[Directions] Set down the records once more, please, exactly and with the pictures left out.

Photo-based referring expression data
|---|

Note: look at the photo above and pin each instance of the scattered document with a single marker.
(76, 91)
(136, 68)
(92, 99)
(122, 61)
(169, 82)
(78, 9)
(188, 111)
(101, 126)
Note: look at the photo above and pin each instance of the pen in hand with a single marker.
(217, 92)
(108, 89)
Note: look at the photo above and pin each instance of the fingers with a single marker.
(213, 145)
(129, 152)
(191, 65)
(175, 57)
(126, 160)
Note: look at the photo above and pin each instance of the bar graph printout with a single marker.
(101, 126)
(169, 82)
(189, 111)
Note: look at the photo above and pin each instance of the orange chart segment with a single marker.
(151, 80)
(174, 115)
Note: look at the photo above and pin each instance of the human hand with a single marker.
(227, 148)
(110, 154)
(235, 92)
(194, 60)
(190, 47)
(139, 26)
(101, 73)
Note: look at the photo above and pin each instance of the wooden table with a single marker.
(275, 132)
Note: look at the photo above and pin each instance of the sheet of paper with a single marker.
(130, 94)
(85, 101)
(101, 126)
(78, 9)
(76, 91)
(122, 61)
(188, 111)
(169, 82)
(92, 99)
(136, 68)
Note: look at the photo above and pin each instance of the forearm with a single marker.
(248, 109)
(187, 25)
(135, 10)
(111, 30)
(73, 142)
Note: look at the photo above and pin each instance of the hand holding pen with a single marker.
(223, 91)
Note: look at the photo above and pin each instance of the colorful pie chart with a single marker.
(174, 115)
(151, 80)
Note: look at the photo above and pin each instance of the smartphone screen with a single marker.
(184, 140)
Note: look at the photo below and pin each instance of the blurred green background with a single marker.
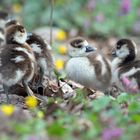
(88, 17)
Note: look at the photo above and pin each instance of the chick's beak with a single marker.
(90, 48)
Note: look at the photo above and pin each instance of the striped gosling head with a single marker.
(125, 49)
(79, 47)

|---|

[Expected output]
Note: look at the photo above and pin each instance of the scattered document with a single marker.
(76, 91)
(136, 68)
(92, 99)
(122, 61)
(169, 82)
(78, 9)
(188, 111)
(101, 126)
Note: look at the photo above and pin each instance of the pen in hand with a single marker.
(217, 92)
(108, 89)
Note: look at the photo above and pin each instance of the fingers with a single marker.
(213, 145)
(129, 152)
(191, 65)
(175, 57)
(126, 160)
Note: look at the photo above and pin each instance of the bar graph printout with a single marker.
(101, 126)
(169, 82)
(189, 111)
Note: look at the photo above and pin each instance of the orange chart segment with a single marker.
(151, 80)
(174, 115)
Note: look at the photo above and pin each instance of the human hand with a single marker.
(227, 148)
(110, 154)
(235, 92)
(194, 60)
(190, 47)
(139, 26)
(101, 73)
Note: look at the photo above and pin each instance of the wooden table with a single marker.
(275, 132)
Note: look at the photo above and pin each instance of the sheet of paper with a single marker.
(130, 94)
(85, 101)
(101, 126)
(78, 9)
(76, 91)
(122, 61)
(188, 111)
(169, 82)
(92, 99)
(136, 68)
Note: look at the photo above and pin each instance of the forearm with a single marker.
(248, 109)
(187, 25)
(135, 10)
(111, 30)
(73, 142)
Note: look at the photo above and pin each instance of the hand holding pen with a single marker.
(223, 91)
Note: look at the photo above and pin each instance of the colorful pie chart with a single marker.
(174, 115)
(151, 80)
Note: look at the photo above and pin each instance of the smartphone screen with a single marker.
(184, 140)
Note: look at the photo below and pin each instance of the blurred green background with a single marker.
(88, 17)
Note: look at the photo above and pin each instance of the chick's beak with a single marker.
(90, 48)
Note: look at the photo above and pin each instance of the striped gosling head with a single marker.
(125, 49)
(79, 47)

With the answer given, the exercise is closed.